▸ **PROBLEM**: In the records below, rewrite the part that opens with the line containing "cloud, as integer pixel positions." and closes with the line containing "(1151, 184)", swapping "rocky outcrop" for "stone ledge" and leaving everything else the same. Give back only those lines.

▸ **DATA IN THIS EXERCISE**:
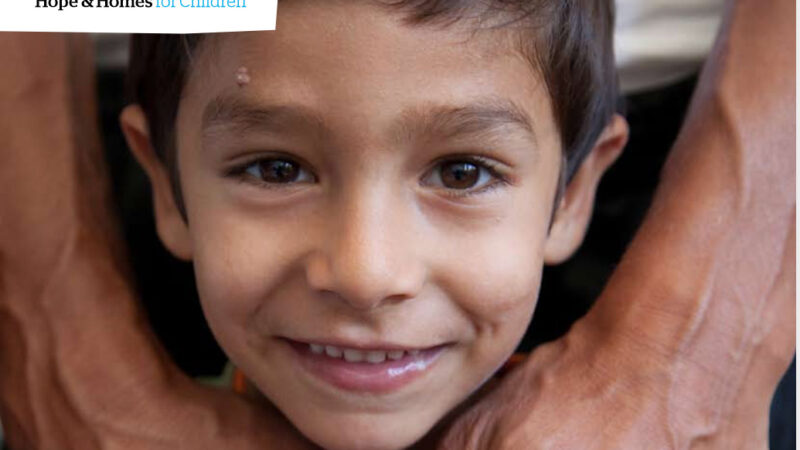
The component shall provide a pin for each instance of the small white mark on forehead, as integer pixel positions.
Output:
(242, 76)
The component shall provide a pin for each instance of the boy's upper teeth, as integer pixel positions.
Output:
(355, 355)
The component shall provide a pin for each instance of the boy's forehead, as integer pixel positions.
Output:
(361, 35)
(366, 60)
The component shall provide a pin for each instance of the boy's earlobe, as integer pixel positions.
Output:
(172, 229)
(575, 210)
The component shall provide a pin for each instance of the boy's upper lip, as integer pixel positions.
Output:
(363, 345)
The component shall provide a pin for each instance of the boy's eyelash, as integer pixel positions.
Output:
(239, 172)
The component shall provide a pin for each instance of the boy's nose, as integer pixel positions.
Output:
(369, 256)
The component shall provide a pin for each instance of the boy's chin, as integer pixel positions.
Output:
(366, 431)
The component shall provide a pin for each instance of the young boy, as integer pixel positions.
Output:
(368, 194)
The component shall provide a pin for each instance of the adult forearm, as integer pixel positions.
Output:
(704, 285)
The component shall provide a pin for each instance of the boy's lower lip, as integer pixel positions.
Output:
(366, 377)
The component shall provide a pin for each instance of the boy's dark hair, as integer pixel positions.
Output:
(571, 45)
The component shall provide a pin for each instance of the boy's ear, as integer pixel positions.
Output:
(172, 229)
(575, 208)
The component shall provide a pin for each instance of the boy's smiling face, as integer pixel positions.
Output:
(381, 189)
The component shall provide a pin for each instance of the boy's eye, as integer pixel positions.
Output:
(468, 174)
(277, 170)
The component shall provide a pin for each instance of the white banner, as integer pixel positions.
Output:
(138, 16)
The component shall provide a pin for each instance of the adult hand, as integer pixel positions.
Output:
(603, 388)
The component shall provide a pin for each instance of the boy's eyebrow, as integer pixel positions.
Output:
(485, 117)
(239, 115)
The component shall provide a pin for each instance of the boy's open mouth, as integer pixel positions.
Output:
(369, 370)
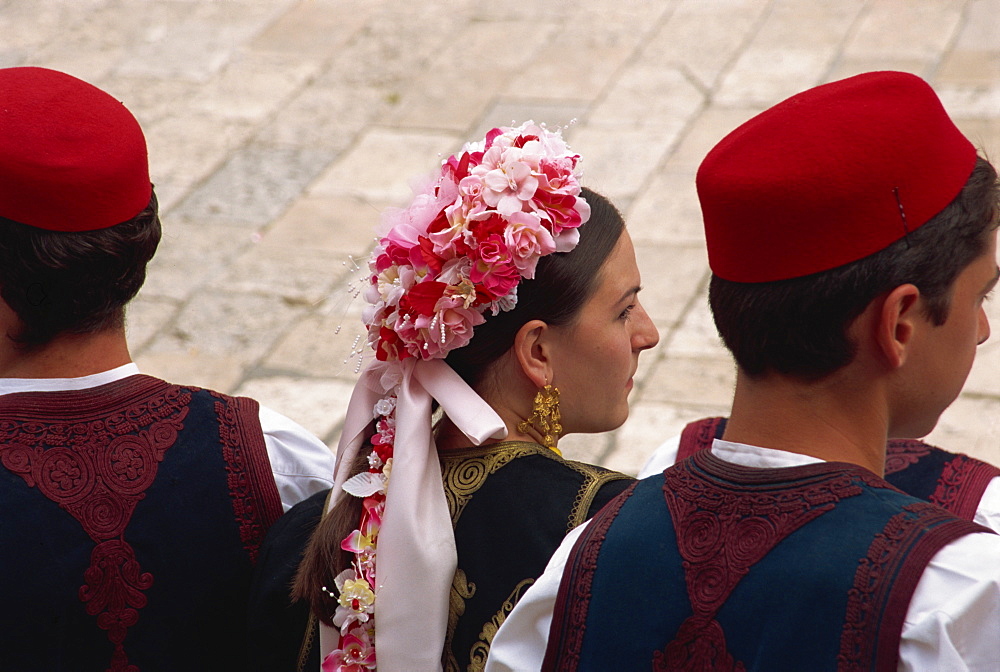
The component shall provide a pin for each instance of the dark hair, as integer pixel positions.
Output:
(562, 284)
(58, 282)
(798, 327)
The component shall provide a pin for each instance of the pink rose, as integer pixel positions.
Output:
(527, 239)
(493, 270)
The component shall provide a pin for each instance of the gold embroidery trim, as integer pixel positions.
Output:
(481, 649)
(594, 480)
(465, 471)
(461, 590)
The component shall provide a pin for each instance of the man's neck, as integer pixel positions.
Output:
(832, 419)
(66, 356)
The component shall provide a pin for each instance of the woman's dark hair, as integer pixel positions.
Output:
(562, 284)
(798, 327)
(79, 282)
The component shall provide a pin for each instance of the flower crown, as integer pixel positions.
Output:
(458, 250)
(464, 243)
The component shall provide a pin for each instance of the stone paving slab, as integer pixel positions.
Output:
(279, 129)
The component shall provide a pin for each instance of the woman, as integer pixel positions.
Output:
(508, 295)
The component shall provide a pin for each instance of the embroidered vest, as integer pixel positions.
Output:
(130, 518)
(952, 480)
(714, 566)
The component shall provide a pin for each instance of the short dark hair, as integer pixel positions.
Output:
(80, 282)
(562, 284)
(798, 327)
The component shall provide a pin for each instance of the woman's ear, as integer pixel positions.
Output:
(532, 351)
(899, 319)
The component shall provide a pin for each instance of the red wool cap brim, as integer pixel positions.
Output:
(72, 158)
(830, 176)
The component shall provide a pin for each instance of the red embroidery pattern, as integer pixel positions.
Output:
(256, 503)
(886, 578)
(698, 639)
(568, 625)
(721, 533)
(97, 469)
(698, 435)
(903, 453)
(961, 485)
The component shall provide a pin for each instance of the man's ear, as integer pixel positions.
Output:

...

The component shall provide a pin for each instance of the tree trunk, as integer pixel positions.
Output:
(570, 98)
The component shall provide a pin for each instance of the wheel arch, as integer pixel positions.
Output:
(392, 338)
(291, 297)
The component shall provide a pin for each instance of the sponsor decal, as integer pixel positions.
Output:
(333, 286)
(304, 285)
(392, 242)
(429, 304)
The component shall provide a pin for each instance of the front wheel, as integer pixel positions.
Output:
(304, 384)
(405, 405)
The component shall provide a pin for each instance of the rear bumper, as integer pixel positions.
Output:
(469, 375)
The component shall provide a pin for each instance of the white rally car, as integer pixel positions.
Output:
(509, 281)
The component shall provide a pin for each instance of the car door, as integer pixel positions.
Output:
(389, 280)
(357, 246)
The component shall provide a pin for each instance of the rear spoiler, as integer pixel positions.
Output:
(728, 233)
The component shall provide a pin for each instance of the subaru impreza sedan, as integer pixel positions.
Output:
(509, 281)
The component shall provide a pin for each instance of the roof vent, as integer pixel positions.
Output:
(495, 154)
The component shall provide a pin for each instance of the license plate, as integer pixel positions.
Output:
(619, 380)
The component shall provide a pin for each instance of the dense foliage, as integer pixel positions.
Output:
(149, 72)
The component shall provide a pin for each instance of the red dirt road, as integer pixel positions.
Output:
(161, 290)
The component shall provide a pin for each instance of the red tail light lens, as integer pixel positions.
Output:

---

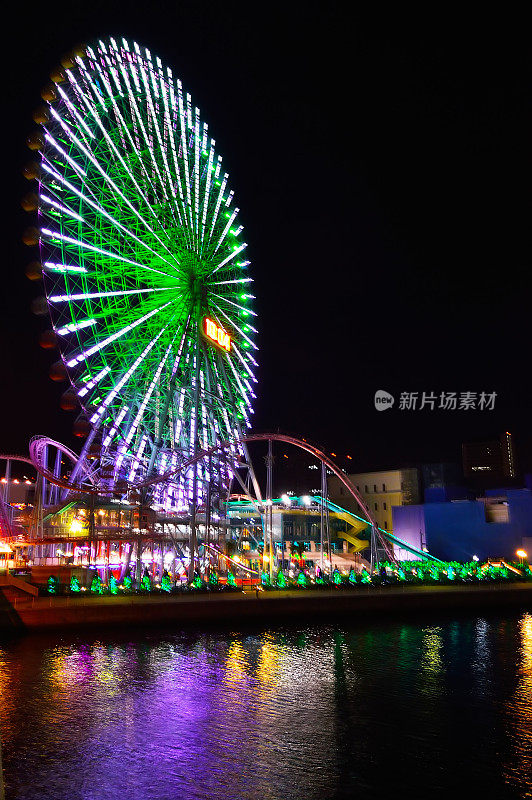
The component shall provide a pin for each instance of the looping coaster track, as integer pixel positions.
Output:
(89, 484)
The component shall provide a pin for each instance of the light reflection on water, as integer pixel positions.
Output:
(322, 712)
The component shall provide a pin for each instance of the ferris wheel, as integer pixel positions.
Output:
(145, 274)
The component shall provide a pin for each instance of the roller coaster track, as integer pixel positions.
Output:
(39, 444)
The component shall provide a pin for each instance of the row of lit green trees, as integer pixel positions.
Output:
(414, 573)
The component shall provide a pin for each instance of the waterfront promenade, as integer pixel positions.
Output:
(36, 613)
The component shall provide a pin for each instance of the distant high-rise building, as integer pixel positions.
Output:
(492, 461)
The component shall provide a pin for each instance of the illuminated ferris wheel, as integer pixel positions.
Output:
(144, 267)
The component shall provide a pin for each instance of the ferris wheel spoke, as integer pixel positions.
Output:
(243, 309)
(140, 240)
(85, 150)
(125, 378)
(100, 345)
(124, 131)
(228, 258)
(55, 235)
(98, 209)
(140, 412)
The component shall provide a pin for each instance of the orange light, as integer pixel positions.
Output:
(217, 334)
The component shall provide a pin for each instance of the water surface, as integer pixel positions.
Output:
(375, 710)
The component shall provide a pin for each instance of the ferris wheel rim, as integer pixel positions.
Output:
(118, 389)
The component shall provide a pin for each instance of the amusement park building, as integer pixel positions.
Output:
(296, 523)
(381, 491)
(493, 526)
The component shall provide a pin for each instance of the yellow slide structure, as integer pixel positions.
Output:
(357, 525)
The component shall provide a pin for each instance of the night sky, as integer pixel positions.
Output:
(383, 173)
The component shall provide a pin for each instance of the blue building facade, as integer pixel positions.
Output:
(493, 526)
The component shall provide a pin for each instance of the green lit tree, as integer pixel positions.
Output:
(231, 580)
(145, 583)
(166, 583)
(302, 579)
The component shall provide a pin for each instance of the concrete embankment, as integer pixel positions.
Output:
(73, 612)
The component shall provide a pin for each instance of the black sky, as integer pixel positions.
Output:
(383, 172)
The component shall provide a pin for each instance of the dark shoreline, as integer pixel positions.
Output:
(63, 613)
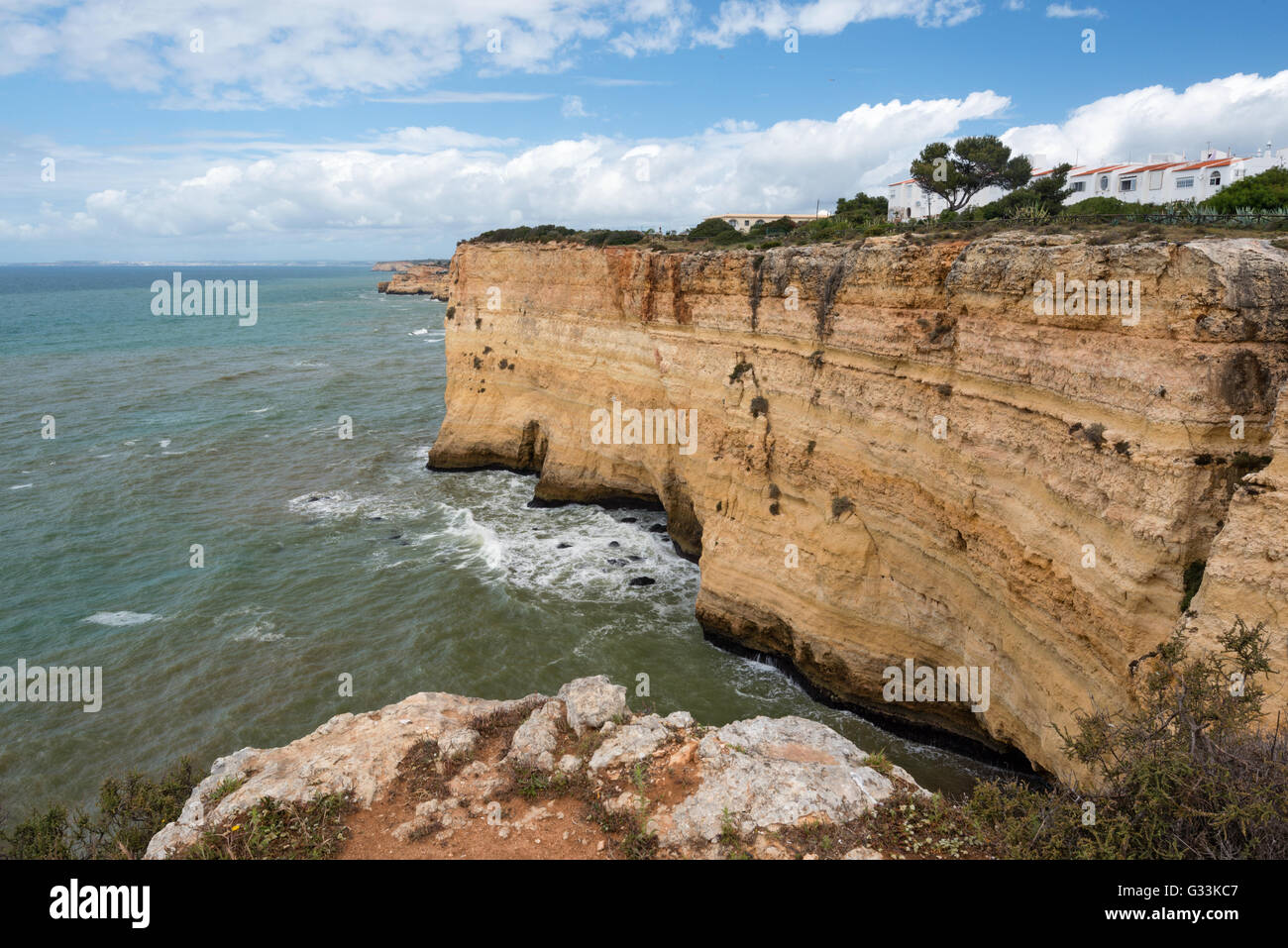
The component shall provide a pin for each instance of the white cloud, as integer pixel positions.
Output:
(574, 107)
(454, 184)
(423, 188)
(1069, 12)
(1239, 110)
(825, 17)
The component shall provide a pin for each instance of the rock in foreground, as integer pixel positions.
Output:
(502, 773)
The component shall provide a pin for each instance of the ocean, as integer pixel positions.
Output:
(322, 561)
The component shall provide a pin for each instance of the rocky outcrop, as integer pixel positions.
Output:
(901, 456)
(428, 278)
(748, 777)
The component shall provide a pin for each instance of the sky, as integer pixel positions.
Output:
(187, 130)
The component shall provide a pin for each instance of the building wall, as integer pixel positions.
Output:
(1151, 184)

▸ **FULL RESPONSE**:
The component shall provide a pin for each instance of the white cloud, as integer pixel positions.
Output:
(574, 107)
(454, 184)
(423, 188)
(1069, 12)
(1239, 110)
(825, 17)
The component shall provide a pin for each instance of the rock in foreground, as integer pixel positions.
Output:
(502, 773)
The component shall provide a pin for each instance of the ocean, as integer pixel positions.
Output:
(322, 561)
The component shall provide a pin for each instance of the stone ledge, as integer pixel positions.
Output:
(901, 456)
(428, 278)
(748, 777)
The component shall provide a pin for each instance of the sky, as integer pixel positions.
Output:
(187, 130)
The component shall provide a pin for each instance of the building wall, as integer pixel positions.
Output:
(1151, 184)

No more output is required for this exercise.